Collected data entries:
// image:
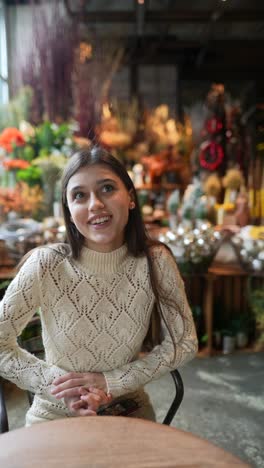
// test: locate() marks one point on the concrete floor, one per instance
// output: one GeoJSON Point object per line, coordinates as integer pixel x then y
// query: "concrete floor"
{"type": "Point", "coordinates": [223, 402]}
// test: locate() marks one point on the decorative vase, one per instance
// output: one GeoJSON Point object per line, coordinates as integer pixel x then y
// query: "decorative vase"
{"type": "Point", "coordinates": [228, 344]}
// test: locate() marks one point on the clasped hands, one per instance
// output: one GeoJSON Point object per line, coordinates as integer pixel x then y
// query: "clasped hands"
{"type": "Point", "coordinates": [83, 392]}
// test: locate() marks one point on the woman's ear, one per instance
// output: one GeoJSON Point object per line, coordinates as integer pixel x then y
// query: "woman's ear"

--

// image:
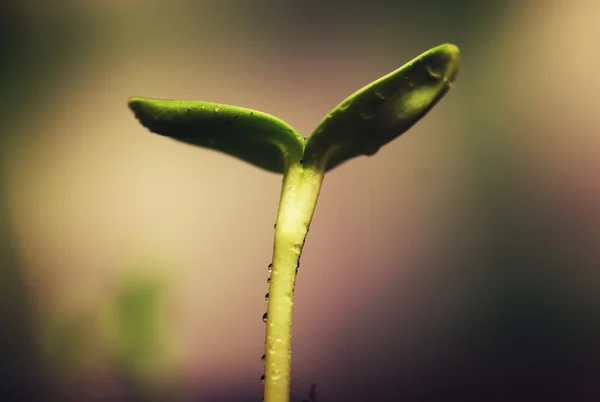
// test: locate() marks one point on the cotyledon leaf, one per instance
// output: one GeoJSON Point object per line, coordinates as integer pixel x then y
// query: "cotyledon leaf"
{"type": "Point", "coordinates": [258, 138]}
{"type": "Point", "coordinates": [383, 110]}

● Problem details
Report every line in the rows above that includes the word "concrete".

● Response
// test: locate() marks one point on the concrete floor, one per instance
// query: "concrete floor"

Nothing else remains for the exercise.